===== Document excerpt =====

- Directed by: Marwan Hamed
- Written by: Abbas Abo El Hassan
- Starring: Ahmed El-Sakka Hend Sabry Amr Waked Mahmoud Abdel Aziz
- Music by: Hesham Nazih
- Release date: 27 May 2009;
- Running time: 134 minutes
- Country: Egypt
- Language: Arabic

= Ibrahim Labyad =

2009 film by Marwan Hamed

Ibrahim Labyad (إبراهيم الأبيض) is a 2009 Egyptian action drama film directed by Marwan Hamed. Ibrahim (Ahmed El-Sakka) grows up in the harsh and unforgiving streets of Cairo, where crime and extreme violence, survival define everyday life. As a young boy, he witnessed the brutal murder of his father.

===== Rows =====

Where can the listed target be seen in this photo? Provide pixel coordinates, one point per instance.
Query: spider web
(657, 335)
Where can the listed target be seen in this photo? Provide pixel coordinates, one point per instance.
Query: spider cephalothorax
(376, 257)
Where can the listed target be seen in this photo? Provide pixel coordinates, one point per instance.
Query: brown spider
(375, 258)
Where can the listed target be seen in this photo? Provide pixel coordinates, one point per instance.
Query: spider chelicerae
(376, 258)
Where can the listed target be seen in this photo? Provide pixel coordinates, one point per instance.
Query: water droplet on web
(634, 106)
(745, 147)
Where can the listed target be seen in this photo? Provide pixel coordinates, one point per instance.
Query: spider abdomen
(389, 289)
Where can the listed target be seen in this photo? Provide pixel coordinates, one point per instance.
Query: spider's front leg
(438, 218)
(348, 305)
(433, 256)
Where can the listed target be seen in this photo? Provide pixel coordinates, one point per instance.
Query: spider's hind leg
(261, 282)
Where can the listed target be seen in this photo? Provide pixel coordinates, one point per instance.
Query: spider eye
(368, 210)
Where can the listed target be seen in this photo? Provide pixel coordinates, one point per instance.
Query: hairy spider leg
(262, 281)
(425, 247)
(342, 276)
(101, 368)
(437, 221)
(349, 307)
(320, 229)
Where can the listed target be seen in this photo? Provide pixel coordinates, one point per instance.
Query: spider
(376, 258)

=====

_Task requirements_.
1 – In the Ibrahim Labyad entry, who composed the film's music?
2 – Using the Ibrahim Labyad entry, mark each statement yes or no and quote the words that decide it: (a) The film runs 134 minutes. (b) Marwan Hamed wrote the film. (c) Ibrahim saw his father murdered when he was a young boy.

_Responses by task_.
1 – Hesham Nazih

2 –
(a) Yes: "Running time: 134 minutes"
(b) No: "Written by: Abbas Abo El Hassan"
(c) Yes: "As a young boy, he witnessed the brutal murder of his father."